[Dataset records]

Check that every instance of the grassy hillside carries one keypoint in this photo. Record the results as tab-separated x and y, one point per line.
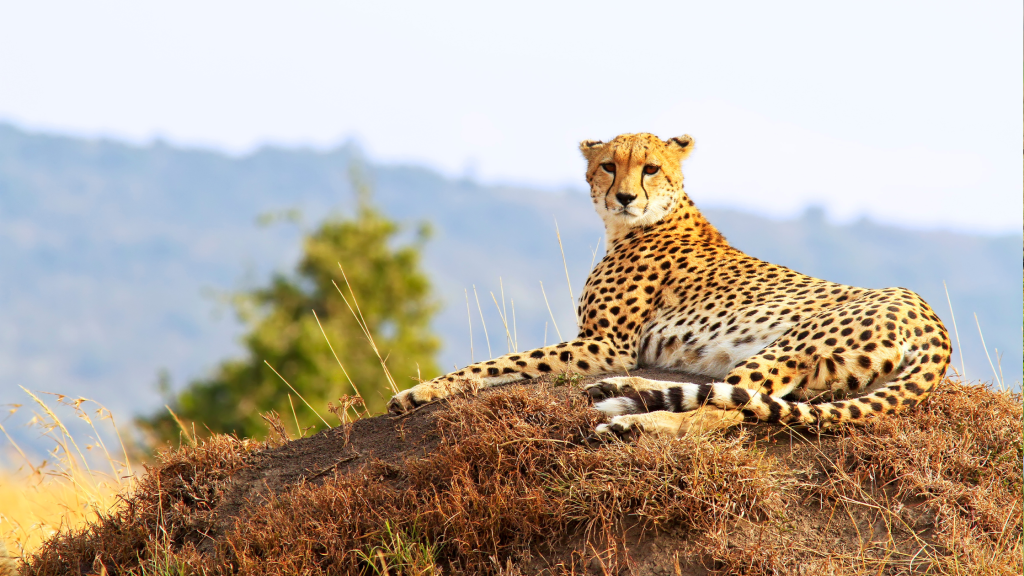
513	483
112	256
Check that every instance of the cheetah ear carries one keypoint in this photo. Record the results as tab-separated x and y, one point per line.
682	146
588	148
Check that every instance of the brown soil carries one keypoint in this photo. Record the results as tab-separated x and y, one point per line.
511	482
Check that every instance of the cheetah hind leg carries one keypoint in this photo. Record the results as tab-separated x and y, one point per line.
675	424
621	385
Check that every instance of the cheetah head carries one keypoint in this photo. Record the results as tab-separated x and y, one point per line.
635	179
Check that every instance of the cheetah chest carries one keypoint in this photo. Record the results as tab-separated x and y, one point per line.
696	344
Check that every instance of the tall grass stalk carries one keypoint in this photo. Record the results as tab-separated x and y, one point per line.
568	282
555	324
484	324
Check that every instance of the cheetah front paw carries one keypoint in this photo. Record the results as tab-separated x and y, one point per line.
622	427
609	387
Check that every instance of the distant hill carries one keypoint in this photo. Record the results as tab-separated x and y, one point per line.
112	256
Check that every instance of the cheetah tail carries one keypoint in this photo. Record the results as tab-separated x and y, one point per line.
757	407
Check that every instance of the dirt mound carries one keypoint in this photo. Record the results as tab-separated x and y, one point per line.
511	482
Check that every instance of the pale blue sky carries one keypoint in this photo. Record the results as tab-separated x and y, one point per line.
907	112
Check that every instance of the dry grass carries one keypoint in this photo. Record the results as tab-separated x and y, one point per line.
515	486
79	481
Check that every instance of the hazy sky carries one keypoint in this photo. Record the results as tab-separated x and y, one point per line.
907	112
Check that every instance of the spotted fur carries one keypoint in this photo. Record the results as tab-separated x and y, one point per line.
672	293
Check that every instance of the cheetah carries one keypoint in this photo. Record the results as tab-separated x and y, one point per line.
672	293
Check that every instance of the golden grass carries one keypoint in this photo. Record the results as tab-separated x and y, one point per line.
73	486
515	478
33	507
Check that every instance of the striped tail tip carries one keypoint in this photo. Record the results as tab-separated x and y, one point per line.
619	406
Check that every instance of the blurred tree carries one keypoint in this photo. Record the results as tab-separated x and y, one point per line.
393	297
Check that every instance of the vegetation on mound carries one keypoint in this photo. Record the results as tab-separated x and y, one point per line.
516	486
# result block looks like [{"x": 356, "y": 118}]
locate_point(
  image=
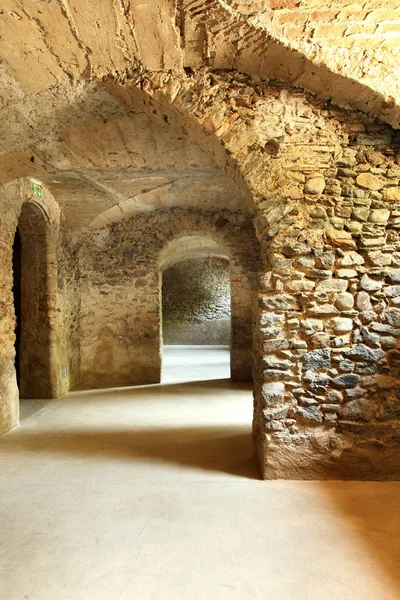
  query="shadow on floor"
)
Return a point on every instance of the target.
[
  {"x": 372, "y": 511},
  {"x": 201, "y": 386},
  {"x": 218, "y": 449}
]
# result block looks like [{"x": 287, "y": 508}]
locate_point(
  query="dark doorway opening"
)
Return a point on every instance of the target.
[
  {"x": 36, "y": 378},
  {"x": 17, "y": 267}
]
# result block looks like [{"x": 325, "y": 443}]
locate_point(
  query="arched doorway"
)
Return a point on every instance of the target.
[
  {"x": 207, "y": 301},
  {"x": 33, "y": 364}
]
==
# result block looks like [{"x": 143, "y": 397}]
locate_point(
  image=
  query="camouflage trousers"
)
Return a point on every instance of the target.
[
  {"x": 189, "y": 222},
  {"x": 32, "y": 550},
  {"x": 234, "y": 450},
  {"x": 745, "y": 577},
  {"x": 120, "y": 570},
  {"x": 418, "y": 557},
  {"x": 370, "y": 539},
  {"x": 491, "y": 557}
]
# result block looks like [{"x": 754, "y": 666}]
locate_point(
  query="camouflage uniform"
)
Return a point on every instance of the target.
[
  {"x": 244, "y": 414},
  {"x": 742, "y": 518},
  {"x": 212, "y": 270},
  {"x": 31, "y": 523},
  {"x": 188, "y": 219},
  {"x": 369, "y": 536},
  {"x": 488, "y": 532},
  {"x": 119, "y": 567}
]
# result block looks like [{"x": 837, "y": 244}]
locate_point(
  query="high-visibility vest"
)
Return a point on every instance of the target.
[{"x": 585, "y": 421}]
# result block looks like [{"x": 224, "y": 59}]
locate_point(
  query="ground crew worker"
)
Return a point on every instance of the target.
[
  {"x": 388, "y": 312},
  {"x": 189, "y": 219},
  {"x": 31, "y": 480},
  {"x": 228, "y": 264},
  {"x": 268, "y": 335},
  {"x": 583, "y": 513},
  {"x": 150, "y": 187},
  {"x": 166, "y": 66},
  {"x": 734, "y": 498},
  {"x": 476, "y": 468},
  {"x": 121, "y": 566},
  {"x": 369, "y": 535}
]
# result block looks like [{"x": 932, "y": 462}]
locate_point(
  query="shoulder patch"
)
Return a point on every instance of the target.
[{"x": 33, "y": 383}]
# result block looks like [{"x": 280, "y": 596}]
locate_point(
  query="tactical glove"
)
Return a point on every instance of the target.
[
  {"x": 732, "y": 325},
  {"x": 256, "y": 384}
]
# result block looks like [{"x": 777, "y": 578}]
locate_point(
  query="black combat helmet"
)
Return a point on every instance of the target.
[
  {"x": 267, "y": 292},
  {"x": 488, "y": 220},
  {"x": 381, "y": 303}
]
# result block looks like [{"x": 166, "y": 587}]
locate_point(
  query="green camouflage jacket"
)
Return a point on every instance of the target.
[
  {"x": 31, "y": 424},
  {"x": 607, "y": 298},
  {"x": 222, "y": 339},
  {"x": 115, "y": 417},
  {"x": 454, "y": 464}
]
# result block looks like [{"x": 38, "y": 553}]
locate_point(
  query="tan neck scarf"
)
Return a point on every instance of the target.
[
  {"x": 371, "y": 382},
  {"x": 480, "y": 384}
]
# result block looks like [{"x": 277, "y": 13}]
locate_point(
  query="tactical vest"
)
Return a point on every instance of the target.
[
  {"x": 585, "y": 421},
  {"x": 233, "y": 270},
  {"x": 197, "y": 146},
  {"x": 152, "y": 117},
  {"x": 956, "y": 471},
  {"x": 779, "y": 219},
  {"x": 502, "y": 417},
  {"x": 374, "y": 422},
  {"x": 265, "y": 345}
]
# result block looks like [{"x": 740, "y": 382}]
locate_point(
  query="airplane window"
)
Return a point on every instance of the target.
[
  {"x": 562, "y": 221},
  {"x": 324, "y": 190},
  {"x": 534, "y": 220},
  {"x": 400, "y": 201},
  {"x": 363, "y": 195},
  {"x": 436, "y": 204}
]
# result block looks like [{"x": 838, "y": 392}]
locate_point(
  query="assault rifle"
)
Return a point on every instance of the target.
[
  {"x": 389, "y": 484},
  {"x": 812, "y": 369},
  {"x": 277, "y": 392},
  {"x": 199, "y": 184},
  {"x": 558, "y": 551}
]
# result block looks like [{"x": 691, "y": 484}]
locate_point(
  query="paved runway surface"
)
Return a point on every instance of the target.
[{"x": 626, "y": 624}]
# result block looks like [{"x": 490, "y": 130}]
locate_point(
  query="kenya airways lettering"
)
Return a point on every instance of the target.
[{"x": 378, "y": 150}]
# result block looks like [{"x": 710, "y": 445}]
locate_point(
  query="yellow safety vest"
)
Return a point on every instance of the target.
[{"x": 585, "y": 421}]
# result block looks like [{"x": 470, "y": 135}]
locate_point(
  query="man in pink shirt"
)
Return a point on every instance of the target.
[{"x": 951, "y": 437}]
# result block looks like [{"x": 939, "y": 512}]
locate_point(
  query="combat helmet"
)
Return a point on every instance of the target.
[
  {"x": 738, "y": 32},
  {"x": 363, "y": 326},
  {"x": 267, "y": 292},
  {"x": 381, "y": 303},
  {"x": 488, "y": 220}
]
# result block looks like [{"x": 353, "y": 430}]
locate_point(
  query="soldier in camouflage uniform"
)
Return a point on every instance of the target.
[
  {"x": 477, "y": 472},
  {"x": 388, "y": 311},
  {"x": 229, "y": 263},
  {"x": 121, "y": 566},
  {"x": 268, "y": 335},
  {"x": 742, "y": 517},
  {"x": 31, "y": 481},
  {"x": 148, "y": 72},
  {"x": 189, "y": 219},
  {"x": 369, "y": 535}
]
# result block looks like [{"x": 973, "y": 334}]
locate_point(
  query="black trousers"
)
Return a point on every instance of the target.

*Work instructions*: Wherever the string "trousers" occurs in the records above, copy that line.

*Response to this exercise*:
  query="camouflage trousers"
  query="black trousers"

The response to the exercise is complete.